**Kurze Übung A:**
Gib aus dem Forenthread über den Passivkühler den Abschnitt wortgetreu wieder, beginnend mit "In der L kann" und weiter bis einschließlich "Research (24. Juni 2016)".
════════
# Guter Passivkühler für Box



## Basell (24. Juni 2016)

*Guter Passivkühler für Box*

Vielleicht habt ihr ja noch einige Links oder wisst wo ich welche finde,

derzeit suche ich einen guten Passivkühlkörper für meine Mediabox da sie zu Warm wird  
zuerst wollt eich einen Lüfter einbauen, da dies aber zu Laut wird und auch leider kein Anschluss Vorhanden ist außer die Internen USB anschlüsse die aber im Ausschaltmodus weiterhin saft bekommen. Wo durch der Lüfter sich auch im Ausschalt Modus weiter drehen würde.

Daher habe ich etwas nach gelesen und erfahren das ich einfach den Vorhanden Kühlkörper Erweitern soll um so einmal die Garantie nicht zu Zerstören und zum andern würde das schon 10-20 weniger machen 


Vielleicht kennt ihr einen guten Kühlkörper

Hier die Maßen die er haben sollte.

B 3,4 x  L 3,4 x  H 4,5 cm
nach oben wird dann mehr platz
B 5,1 x L 3,4 x 

In der L kann auch ruich bis 4 oder 4.5cm gehen da dort es frei raus geht ohne behinderungen.



Wichtig ist das der Kühlkörper die Wärme gut aufnehmen sollte und auch gut an die Umbegebene Luft abgeben


----------



## Research (24. Juni 2016)

*AW: Guter Passivkühler für Box*

Zu wenig Platz für was gekauftes.
Guck mal ob du nen Chipsatzkühler von nem MoBo bekommst -> zurechtsägen.


----------



## Basell (26. Juni 2016)

*AW: Guter Passivkühler für Box*

Höre und sehe gerade
das sich bei meinem Modell das neuer ist der Passivkörper veändert hat und nicht mehr SO offen wie hier im Bild zu sehen ist ist.
════════
**Kurze Übung B:**
Gib aus den Einträgen weiter unten die Zeilen als JSON-Liste von Zeichenketten aus, eine Zeichenkette pro Zeile und ohne Leerzeilen. Beginne mit der Zeile, die "Where can the treeline" enthält, und fahre bis einschließlich der Zeile fort, die "pixel 485 103" enthält.

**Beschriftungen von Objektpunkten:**
════════
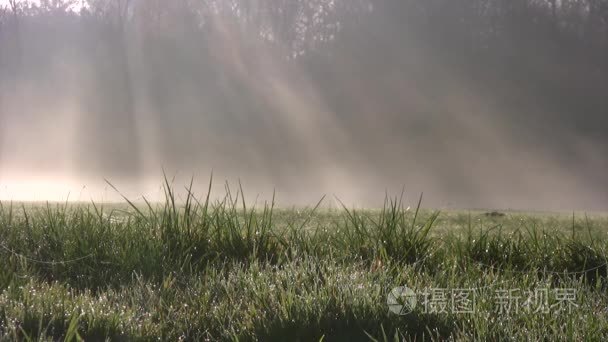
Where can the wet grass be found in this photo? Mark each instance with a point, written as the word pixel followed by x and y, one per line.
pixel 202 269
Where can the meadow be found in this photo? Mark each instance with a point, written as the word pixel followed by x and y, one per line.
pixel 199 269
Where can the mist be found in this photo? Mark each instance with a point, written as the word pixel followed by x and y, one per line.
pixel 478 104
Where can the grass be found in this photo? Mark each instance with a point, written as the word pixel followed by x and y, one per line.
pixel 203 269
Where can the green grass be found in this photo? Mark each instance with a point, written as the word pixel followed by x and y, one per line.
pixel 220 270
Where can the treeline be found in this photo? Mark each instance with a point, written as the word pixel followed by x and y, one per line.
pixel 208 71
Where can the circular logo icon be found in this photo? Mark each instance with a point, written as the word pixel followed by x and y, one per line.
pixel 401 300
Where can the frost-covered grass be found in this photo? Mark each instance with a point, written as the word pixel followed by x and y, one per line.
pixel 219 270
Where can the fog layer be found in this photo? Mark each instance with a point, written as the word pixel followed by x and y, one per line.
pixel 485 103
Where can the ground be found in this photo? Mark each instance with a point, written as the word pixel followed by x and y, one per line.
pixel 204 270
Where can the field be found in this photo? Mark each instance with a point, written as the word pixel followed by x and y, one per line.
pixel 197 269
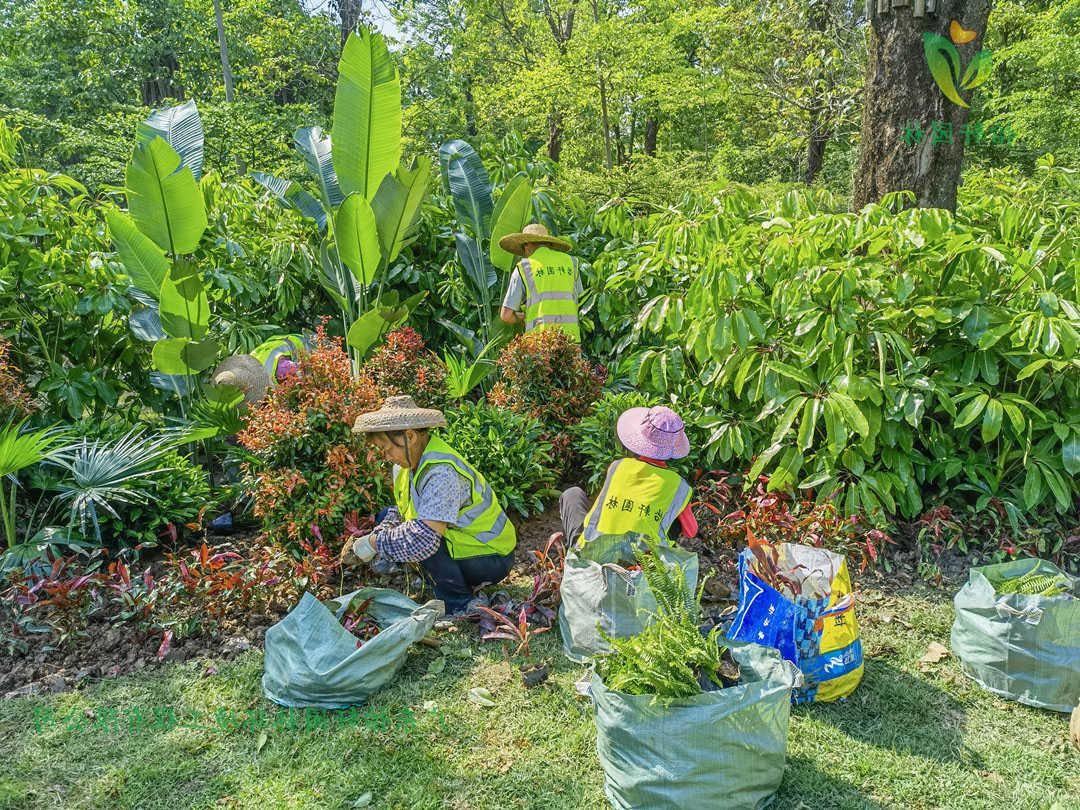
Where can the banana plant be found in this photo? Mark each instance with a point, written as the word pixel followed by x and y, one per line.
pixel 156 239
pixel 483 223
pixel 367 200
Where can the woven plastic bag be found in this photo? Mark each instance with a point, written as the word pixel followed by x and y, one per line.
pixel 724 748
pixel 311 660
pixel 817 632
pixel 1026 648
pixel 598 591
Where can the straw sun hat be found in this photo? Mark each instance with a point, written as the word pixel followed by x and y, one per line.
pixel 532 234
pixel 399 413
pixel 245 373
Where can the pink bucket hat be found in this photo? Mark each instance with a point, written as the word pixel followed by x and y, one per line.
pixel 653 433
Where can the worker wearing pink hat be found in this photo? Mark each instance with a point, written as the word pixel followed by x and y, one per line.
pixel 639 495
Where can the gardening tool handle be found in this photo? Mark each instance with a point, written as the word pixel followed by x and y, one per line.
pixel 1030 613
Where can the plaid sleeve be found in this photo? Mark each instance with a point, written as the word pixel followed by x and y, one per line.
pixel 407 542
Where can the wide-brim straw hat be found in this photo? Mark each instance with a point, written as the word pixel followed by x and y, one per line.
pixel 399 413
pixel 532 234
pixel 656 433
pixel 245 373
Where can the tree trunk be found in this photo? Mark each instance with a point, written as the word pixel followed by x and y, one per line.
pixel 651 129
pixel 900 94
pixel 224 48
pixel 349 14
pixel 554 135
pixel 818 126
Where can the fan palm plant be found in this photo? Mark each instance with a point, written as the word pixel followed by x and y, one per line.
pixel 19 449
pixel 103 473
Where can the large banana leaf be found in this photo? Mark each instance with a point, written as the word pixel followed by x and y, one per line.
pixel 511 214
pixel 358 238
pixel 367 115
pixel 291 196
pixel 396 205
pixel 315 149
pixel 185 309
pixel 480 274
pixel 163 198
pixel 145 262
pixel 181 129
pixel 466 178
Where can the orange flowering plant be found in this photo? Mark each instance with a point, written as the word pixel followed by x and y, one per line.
════════
**Vollständige Ausgabe A:**
In der L kann auch ruich bis 4 oder 4.5cm gehen da dort es frei raus geht ohne behinderungen.



Wichtig ist das der Kühlkörper die Wärme gut aufnehmen sollte und auch gut an die Umbegebene Luft abgeben


----------



## Research (24. Juni 2016)

**Vollständige Ausgabe B:**
[
  "Where can the treeline be found in this photo? Mark each instance with a point, written as the word pixel followed by x and y, one per line.",
  "pixel 208 71",
  "Where can the circular logo icon be found in this photo? Mark each instance with a point, written as the word pixel followed by x and y, one per line.",
  "pixel 401 300",
  "Where can the frost-covered grass be found in this photo? Mark each instance with a point, written as the word pixel followed by x and y, one per line.",
  "pixel 219 270",
  "Where can the fog layer be found in this photo? Mark each instance with a point, written as the word pixel followed by x and y, one per line.",
  "pixel 485 103"
]